**Work task 1**
From the article on Chattanooga's economic outlook, reproduce word for word the passage that begins with the words containing "With nearly $3.1" and ends with "Deposit Insurance Co.".
**Work task 2**
Using the article on Chattanooga's economic outlook, answer each of the following:
(a) How many states make up First Horizon's footprint?
(b) By how many jobs did the Chattanooga metro area's employment last month exceed pre-pandemic levels?
(c) What share of all deposits in metropolitan Chattanooga does First Horizon hold?
**Work task 3**
Decide whether each statement agrees with the article on Chattanooga's economic outlook. Answer yes or no and quote the words that settle it.
(a) Wages and personal income in Chattanooga are above the national average.
(b) First Horizon closed one of its local branches during the two-year period that ended June 30.
(c) Jordan said the economy is in a less uncertain place than it was three months ago.

===== Source extract

The head of the state's biggest bank expects Chattanooga and Tennessee to outperform the nation in economic growth this year.
Despite greater economic uncertainties and higher interest rates and inflation, First Horizon President Bryan Jordan said Thursday he expects Chattanooga's gross domestic product to rise 50% faster than the U.S. as a whole.
"With more people and industry moving here and the high demand for housing and other services, I don't see this local economy as overextended," Jordan told the Chattanooga Rotary Club in a luncheon speech Thursday.
"It is growing rather rapidly but I think the kinds of success you are seeing here tends to breed more success. Communities that are stable and well-governed with natural attractions like Chattanooga, I think will do very, very well. As we look across our 12-state footprint, one of our most important markets is right here in Chattanooga."
Although wages and personal income remain below the national average in Chattanooga, the six-county metro area has reclaimed all of the jobs lost during the COVID-19 virus outbreak and grew its employment last month to 1,175 jobs above the pre-pandemic levels of two years earlier, according to data released Thursday by the Tennessee Department of Labor and Workforce Development.
Nationwide, employment is still about 1.4%. — or 6.8 million jobs — below the level of two years ago before the pandemic began shutting down much of the economy.
"In our footprint, we're still seeing businesses grow and consumer demand increase, even with all of the uncertainties from the war in Ukraine and the increases we expect in interest rates," Jordan said in an interview after the speech. "I think the economy is in a more uncertain place than it was three months ago, but I still think the economy is fundamentally sound, especially in this region."
Jay Dale, the market president for First Horizon in Chattanooga, said deposits and loan demand are showing increases in recent years.
With nearly $3.1 billion in local deposits, First Horizon is the biggest bank in metropolitan Chattanooga with 22.2% of all deposits shared by the 27 banks operating in the Chattanooga market, according to the most recent data compiled by the Federal Deposit Insurance Co.
In the two-year period that ended June 30, First Horizon grew its local deposits by more than a third even after closing one of its local branches.

==========
===== Information shown

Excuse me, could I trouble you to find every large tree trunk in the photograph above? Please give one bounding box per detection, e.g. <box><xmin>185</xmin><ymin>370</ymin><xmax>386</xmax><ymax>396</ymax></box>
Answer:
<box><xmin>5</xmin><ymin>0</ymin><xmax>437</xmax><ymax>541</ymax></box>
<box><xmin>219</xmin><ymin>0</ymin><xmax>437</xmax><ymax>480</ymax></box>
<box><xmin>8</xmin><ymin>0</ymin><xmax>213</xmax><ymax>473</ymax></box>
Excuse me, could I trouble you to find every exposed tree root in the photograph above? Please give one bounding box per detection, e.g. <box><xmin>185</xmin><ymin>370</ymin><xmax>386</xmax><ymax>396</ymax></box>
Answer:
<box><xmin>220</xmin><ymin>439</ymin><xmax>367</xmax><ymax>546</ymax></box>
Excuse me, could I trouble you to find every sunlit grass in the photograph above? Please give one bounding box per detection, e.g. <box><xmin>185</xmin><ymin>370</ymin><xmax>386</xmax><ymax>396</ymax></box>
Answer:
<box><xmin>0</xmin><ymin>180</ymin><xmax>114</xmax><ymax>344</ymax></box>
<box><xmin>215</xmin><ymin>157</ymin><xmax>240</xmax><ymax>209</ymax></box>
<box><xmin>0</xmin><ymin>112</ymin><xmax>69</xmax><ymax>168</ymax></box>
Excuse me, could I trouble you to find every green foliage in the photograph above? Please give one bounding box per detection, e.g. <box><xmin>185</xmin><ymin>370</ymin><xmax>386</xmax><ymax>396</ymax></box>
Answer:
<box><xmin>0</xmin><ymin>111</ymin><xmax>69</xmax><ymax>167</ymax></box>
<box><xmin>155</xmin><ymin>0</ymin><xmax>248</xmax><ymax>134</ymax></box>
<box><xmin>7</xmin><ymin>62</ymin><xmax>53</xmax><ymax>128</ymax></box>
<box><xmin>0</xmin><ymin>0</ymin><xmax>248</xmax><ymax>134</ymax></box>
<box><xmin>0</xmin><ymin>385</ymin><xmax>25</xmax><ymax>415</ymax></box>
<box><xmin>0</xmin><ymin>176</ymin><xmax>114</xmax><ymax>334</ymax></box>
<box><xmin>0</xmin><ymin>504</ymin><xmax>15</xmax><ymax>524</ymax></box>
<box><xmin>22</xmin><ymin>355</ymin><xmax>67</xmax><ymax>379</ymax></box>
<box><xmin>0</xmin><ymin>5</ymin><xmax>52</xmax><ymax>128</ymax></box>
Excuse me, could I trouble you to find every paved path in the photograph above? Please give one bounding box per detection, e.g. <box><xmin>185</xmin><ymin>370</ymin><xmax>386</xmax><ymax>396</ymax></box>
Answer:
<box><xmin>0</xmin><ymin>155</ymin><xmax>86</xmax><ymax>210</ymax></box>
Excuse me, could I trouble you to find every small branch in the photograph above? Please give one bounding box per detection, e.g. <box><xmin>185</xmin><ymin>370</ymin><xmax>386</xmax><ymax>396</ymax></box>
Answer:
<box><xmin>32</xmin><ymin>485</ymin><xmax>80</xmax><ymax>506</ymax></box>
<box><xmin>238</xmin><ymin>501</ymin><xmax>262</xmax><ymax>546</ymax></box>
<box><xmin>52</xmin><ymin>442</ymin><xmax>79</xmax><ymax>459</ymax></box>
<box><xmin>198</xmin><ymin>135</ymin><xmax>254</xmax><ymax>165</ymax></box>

==========

**Exercise response 1**
With nearly $3.1 billion in local deposits, First Horizon is the biggest bank in metropolitan Chattanooga with 22.2% of all deposits shared by the 27 banks operating in the Chattanooga market, according to the most recent data compiled by the Federal Deposit Insurance Co.

**Exercise response 2**
(a) 12 states.
(b) 1,175 jobs.
(c) 22.2%.

**Exercise response 3**
(a) No: "wages and personal income remain below the national average in Chattanooga"
(b) Yes: "First Horizon grew its local deposits by more than a third even after closing one of its local branches"
(c) No: "I think the economy is in a more uncertain place than it was three months ago"